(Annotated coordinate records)

....

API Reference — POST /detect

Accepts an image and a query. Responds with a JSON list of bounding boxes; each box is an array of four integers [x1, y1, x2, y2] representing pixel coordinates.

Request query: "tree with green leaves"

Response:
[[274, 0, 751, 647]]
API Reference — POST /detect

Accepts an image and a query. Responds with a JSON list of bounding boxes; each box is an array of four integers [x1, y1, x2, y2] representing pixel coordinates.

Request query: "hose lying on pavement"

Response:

....

▶ _Work to complete_
Return each of the entries above word for word, changing nothing.

▶ _Exercise output_
API Reference — POST /detect

Accepts an image and a query. Responds with a JSON list of bounding boxes; each box is an array of four integers [x1, y1, x2, y2] representing pixel coordinates.

Request query: "tree with green leaves"

Response:
[[274, 0, 751, 647]]
API Reference — POST /detect

Accepts an image and a query. Responds with a JSON list of bounding boxes; each box is an array of four integers [x1, y1, x2, y2] representing pixel coordinates.

Request query: "hose lying on pavement"

Response:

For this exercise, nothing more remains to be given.